> _ИЗВЛЕЧЁННЫЙ ТЕКСТ_
· · · · ·
Так Давид Дубинский в 1911 г. оказался в Нью-Йорке. Там он поселился в Бруклине и поначалу устроился на работу закройщиком, но его по-прежнему увлекала революционная борьба. Он вступил в ряды Социалистической партии Америки и стал активным участником профсоюзного движения. В 1918 г. Давида Дубинского избрали в Исполнительный совет Интернационального профессионального союза рабочих по изготовлению женского белья. Это был преимущественно еврейский профсоюз. Весь дальнейший его жизненный путь был связан с профсоюзным движением, где он сделал успешную карьеру.
Дэвид Дубинский был президентом Союза Международных Дамских швейников (ILGWU) между 1932 и 1966 гг., принимал участие в создании CIO[65 - CIO – Конгресс промышленных организаций, федерация профсоюзов, организовавшая работников промышленных профсоюзов в Соединенных Штатах и Канаде с 1935 по 1955 гг. Конгресс поддерживал Новый курс Франклина Д. Рузвельта и был открыт для афроамериканцев.] и был одним из основателей Американской рабочей партии и Либеральной партии в Нью-Йорке.
Борьба профсоюзов привела к принятию в 1935 г. национального акта о трудовых отношениях, который принципиально поменял отношения рабочих и работодателей. Он упрощал процесс создания профсоюзов неквалифицированных и низкоквалифицированных рабочих. Были изданы законы об ограничении продолжительности рабочей недели, о минимальном уровне почасовой заработной платы, о социальном страховании. Запрещалось использование труда подростков моложе 16 лет. Всё это привело не только к расширению соцгарантий и более справедливой оплате труда швейников, но и к тому, что их труд стал более затратным для американского капитала. Последствия были весьма неоднозначны для американской швейной промышленности. К 90-м гг. XX в. практически всё швейное производство США было вынесено в страны с менее требовательным рабочим законодательством в Центральной Америке и Азии, на фабрики с ужасающими условиями труда с потогонной системой, где кроят и шьют для транснациональных корпораций, таких как Nike и Gap.
· · · · ·
> _Фрагменты данных об ограничивающих рамках_
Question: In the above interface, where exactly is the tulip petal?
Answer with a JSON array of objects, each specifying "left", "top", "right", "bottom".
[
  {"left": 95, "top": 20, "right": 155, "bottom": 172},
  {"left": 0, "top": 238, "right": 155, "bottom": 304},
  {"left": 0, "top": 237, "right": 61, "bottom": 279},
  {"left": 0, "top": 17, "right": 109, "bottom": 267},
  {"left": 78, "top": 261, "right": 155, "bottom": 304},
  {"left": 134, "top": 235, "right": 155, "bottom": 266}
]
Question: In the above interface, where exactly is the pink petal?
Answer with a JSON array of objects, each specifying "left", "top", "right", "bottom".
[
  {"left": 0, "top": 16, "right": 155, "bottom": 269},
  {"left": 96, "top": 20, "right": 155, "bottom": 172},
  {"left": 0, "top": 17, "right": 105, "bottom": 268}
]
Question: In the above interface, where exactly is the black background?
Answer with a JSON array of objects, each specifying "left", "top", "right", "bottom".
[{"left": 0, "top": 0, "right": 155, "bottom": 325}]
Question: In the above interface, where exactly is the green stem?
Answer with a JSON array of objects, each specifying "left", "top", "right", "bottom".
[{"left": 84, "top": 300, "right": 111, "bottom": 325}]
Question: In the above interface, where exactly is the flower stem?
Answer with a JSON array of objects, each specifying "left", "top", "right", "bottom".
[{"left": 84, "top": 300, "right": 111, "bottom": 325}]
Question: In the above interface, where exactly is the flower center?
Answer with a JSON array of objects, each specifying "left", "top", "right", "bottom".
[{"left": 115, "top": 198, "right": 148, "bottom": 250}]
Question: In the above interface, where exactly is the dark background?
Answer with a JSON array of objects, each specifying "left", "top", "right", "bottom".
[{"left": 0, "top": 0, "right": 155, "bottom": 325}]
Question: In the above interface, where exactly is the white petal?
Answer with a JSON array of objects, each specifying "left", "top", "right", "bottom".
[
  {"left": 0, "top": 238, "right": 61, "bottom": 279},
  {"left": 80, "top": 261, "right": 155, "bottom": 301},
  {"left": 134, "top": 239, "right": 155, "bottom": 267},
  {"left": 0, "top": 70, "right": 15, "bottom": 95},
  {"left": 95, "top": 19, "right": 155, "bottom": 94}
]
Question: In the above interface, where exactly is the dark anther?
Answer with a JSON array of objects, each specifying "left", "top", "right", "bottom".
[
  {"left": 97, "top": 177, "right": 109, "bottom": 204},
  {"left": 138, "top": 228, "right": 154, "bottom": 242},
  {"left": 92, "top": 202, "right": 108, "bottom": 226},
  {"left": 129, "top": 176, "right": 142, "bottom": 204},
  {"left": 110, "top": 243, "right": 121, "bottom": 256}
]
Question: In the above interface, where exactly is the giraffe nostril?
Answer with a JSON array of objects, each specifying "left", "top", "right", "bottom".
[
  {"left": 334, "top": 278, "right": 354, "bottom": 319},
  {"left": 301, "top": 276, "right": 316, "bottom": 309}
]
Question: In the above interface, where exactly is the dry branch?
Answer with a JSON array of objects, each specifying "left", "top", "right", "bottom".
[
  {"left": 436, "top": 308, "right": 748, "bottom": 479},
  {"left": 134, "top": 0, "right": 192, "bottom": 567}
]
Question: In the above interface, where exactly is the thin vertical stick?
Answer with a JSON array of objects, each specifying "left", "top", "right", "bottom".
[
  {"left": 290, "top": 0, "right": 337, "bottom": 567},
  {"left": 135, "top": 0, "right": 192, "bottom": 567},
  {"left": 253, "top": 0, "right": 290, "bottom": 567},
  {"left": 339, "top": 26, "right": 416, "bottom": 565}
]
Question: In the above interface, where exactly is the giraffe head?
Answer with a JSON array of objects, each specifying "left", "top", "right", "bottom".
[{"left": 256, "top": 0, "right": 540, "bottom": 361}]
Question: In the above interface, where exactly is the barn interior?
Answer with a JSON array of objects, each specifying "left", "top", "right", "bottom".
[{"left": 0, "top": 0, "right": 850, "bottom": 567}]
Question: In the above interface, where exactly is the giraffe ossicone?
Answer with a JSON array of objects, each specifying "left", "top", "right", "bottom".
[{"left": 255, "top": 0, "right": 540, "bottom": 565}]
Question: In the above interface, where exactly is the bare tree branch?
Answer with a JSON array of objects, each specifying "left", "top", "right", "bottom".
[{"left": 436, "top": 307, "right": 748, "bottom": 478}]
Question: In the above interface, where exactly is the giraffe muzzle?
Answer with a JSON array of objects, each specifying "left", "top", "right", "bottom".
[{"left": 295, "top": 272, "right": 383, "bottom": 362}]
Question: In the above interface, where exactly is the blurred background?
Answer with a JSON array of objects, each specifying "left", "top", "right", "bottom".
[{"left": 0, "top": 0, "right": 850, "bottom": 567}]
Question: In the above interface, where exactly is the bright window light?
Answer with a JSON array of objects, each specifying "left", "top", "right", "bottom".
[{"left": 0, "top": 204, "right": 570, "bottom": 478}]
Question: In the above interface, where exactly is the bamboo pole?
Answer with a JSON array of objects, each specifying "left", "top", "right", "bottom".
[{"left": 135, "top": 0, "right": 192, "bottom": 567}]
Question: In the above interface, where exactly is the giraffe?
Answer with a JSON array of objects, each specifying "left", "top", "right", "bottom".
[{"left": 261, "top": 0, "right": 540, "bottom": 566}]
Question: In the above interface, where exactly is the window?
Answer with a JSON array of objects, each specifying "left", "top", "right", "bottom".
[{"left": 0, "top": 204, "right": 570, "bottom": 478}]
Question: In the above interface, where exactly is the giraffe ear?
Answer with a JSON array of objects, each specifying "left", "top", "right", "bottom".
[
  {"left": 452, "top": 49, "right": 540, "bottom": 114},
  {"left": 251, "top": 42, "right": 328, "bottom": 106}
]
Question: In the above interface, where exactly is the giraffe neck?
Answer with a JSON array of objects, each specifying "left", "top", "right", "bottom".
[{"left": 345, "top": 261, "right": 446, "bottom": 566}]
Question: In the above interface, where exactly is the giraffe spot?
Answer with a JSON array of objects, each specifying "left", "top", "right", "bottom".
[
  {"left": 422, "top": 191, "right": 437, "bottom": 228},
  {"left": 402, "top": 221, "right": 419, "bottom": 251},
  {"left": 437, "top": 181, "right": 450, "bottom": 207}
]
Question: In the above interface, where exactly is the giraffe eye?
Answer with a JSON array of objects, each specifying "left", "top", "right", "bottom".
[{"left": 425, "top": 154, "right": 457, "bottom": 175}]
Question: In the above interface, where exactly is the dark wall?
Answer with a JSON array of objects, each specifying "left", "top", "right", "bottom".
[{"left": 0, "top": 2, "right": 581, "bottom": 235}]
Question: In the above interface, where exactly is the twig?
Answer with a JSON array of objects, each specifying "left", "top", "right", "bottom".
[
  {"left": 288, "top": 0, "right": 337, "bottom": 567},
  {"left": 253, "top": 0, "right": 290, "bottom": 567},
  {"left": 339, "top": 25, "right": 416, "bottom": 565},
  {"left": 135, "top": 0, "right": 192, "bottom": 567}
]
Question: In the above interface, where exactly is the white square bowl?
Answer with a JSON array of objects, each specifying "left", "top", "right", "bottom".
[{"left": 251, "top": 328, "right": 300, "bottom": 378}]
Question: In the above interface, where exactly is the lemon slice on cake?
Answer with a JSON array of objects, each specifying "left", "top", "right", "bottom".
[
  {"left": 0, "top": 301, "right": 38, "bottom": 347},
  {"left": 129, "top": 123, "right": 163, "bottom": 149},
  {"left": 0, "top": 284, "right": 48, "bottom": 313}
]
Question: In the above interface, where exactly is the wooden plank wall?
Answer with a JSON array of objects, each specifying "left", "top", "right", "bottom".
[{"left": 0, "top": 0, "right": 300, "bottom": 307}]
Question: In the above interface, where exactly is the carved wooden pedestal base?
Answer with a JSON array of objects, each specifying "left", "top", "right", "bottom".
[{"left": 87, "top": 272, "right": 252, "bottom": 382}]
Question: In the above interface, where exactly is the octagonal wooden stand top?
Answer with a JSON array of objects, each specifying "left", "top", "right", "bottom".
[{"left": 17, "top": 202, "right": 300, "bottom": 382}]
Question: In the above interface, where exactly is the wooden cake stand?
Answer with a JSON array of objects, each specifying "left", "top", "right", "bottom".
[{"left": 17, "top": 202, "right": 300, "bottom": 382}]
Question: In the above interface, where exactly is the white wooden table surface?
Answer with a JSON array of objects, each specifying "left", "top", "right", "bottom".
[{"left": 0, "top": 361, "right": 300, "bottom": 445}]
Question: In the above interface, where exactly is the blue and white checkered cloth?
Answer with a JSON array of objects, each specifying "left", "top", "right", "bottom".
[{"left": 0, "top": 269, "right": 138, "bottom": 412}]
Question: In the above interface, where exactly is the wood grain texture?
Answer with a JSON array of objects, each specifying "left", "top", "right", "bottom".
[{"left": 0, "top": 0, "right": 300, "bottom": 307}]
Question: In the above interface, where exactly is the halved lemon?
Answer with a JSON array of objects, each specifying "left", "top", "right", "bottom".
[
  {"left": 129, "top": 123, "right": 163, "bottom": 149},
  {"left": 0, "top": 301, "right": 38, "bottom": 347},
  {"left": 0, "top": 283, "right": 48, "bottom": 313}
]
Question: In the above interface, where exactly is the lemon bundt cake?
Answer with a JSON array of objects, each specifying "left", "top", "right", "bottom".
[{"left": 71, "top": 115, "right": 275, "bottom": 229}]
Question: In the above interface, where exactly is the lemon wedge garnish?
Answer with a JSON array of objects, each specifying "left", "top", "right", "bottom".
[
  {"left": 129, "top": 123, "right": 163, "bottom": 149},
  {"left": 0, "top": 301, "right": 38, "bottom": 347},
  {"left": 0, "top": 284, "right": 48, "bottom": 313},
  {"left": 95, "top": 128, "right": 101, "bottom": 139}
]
· · · · ·
> _УСЛОВИЕ ЗАДАНИЯ_
В каком году, согласно тексту о Давиде Дубинском, его избрали в Исполнительный совет Интернационального профессионального союза рабочих по изготовлению женского белья? Записи никак не связаны с текстом.

> _РЕШЕНИЕ_
В 1918 году.